TASK BRIEF: Out of the records below, copy all lines in which the word "Target" occurs.

(Extracted data entries)

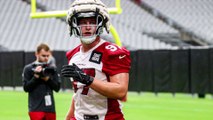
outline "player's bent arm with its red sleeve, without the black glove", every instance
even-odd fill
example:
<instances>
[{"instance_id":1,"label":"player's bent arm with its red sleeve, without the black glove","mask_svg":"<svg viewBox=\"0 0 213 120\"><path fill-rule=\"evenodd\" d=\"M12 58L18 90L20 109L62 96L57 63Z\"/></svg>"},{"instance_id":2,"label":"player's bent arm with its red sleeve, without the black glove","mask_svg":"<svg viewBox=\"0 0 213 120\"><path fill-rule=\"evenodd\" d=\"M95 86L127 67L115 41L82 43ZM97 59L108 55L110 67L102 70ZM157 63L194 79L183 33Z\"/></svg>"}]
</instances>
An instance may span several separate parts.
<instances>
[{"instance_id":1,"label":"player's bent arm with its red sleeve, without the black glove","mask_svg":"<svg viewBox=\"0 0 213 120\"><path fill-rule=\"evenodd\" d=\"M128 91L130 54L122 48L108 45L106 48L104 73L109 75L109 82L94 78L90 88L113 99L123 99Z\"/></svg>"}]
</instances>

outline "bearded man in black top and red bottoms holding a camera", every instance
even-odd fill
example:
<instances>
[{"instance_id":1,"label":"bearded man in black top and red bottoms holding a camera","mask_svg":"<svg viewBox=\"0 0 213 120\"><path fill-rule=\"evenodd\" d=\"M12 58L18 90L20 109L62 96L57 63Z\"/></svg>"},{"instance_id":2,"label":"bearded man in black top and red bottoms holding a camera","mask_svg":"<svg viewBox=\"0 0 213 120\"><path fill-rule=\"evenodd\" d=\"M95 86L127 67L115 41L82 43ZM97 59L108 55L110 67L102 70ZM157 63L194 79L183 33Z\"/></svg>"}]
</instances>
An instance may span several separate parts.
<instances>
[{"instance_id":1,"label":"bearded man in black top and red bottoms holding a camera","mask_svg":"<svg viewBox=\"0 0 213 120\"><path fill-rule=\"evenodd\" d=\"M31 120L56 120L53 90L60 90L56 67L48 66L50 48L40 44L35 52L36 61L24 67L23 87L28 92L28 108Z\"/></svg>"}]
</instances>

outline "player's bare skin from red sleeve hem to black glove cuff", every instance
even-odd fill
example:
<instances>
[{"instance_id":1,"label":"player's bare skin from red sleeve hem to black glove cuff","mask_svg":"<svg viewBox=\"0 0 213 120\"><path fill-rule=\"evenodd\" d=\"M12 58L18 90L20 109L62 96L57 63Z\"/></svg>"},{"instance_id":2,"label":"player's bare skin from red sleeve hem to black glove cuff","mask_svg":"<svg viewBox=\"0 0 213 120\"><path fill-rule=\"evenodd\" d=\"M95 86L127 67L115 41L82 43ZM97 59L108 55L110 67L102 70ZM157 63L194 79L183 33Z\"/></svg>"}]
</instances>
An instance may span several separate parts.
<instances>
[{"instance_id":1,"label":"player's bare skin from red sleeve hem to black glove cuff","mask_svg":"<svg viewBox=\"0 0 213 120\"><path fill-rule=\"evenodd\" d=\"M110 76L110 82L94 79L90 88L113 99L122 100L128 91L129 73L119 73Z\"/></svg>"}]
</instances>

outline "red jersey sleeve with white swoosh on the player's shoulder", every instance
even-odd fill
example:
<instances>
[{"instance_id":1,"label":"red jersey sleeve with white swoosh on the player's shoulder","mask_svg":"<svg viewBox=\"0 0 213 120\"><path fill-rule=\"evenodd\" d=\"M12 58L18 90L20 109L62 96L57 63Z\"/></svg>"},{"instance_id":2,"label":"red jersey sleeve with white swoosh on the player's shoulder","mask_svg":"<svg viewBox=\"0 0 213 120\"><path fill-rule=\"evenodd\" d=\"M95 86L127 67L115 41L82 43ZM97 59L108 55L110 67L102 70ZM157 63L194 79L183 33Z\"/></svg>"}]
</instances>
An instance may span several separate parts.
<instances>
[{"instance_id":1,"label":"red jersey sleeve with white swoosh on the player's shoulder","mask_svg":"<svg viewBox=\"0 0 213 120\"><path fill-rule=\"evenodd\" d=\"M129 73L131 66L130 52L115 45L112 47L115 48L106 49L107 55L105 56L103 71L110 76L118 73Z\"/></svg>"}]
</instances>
* * *
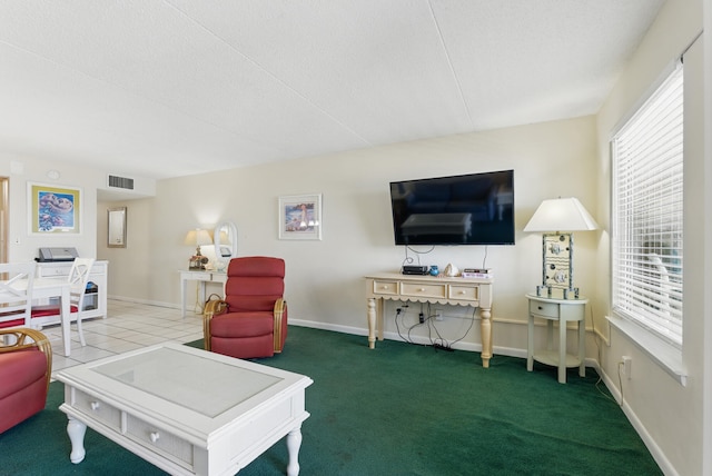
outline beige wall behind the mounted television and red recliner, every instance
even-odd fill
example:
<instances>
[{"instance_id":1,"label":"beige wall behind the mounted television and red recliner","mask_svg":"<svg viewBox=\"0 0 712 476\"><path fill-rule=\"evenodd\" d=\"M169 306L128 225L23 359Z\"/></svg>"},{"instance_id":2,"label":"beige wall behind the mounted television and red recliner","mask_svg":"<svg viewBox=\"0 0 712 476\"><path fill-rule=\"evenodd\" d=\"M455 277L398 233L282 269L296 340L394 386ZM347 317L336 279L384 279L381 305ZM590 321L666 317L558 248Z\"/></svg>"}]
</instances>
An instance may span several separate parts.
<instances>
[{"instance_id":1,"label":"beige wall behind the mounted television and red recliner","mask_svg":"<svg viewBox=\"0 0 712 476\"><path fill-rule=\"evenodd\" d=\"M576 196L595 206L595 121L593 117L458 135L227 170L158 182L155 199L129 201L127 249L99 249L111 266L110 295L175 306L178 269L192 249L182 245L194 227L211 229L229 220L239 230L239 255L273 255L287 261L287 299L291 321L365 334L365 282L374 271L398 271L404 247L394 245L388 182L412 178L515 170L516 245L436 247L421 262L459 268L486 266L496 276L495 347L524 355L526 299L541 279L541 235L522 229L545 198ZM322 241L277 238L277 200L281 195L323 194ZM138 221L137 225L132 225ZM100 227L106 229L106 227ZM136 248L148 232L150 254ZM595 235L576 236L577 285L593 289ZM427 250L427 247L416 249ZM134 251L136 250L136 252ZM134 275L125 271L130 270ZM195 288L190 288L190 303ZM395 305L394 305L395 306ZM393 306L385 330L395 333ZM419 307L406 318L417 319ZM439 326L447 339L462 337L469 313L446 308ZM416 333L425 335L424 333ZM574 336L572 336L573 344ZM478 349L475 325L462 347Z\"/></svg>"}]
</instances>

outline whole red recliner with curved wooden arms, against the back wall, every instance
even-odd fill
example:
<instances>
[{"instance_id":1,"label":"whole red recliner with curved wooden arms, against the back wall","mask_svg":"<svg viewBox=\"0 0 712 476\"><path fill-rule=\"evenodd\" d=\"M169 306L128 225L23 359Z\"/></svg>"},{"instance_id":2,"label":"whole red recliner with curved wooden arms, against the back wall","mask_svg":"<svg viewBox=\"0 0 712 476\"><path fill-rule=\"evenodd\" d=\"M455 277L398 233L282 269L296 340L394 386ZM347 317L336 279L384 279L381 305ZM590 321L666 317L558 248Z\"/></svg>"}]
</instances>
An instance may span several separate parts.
--
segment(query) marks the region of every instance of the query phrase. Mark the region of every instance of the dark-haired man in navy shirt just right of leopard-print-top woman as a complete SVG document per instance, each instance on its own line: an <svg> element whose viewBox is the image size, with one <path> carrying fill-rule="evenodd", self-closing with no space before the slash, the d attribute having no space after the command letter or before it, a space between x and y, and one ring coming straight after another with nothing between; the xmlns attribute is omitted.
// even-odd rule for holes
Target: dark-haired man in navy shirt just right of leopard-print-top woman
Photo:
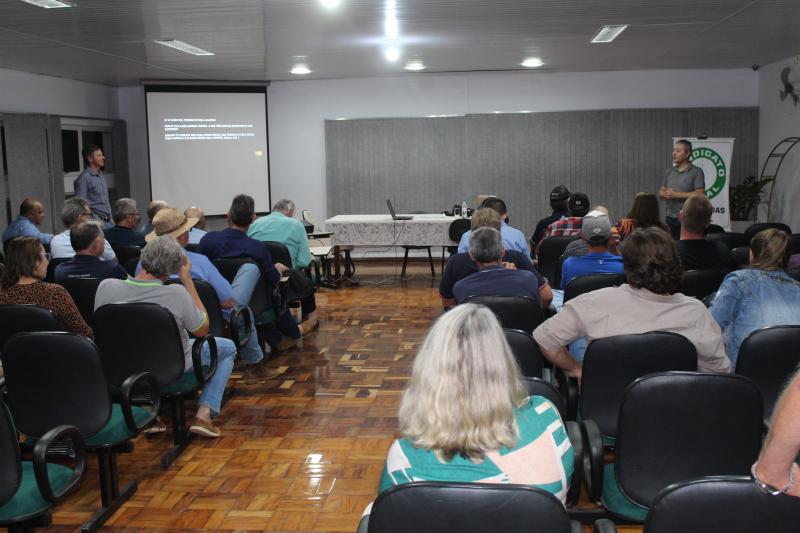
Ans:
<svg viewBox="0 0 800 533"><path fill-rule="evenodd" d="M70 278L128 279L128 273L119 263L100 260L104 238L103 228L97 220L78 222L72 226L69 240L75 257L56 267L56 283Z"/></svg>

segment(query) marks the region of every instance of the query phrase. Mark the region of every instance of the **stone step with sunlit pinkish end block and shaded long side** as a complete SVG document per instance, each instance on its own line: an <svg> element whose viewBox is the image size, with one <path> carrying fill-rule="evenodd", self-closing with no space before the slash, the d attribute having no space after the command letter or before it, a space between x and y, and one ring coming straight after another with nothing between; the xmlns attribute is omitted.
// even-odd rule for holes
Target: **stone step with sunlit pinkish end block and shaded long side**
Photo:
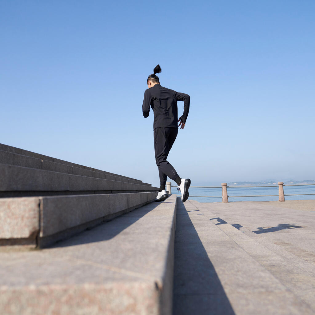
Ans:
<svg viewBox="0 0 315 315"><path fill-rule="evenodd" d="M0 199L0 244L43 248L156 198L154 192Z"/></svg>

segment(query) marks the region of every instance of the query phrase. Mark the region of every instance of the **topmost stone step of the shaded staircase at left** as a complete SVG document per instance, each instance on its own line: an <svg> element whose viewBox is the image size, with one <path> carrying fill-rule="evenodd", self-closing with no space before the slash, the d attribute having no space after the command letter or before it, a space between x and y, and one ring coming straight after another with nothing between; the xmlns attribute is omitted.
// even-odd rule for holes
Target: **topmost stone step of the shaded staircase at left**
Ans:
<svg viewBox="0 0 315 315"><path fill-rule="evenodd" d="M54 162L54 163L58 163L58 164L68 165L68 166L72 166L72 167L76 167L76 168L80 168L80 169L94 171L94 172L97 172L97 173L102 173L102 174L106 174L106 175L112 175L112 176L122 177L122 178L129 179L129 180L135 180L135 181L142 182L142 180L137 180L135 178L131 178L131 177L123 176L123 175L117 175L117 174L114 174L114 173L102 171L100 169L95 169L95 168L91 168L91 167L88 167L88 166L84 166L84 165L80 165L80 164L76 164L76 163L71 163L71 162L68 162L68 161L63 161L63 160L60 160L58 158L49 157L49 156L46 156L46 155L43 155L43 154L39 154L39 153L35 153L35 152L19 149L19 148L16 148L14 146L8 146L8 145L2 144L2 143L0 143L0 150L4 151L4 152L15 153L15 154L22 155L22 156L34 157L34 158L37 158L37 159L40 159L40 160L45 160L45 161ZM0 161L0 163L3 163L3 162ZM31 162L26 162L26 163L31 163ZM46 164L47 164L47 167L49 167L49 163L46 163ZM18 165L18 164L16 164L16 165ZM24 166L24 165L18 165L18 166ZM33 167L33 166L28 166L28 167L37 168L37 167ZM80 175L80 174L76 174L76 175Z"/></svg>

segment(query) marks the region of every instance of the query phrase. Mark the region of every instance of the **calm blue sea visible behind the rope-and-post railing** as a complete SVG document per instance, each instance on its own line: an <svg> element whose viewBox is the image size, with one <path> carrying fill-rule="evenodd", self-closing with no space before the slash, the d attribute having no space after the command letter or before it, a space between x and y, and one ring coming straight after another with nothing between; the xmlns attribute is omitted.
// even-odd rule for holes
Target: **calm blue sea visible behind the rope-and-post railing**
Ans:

RESPONSE FOR THIS EXERCISE:
Target: dark-haired man in navy shirt just right of leopard-print-top woman
Target: **stone step with sunlit pinkish end block and shaded long side**
Target: **topmost stone step of the shaded staircase at left**
Target: **calm blue sea visible behind the rope-and-post railing**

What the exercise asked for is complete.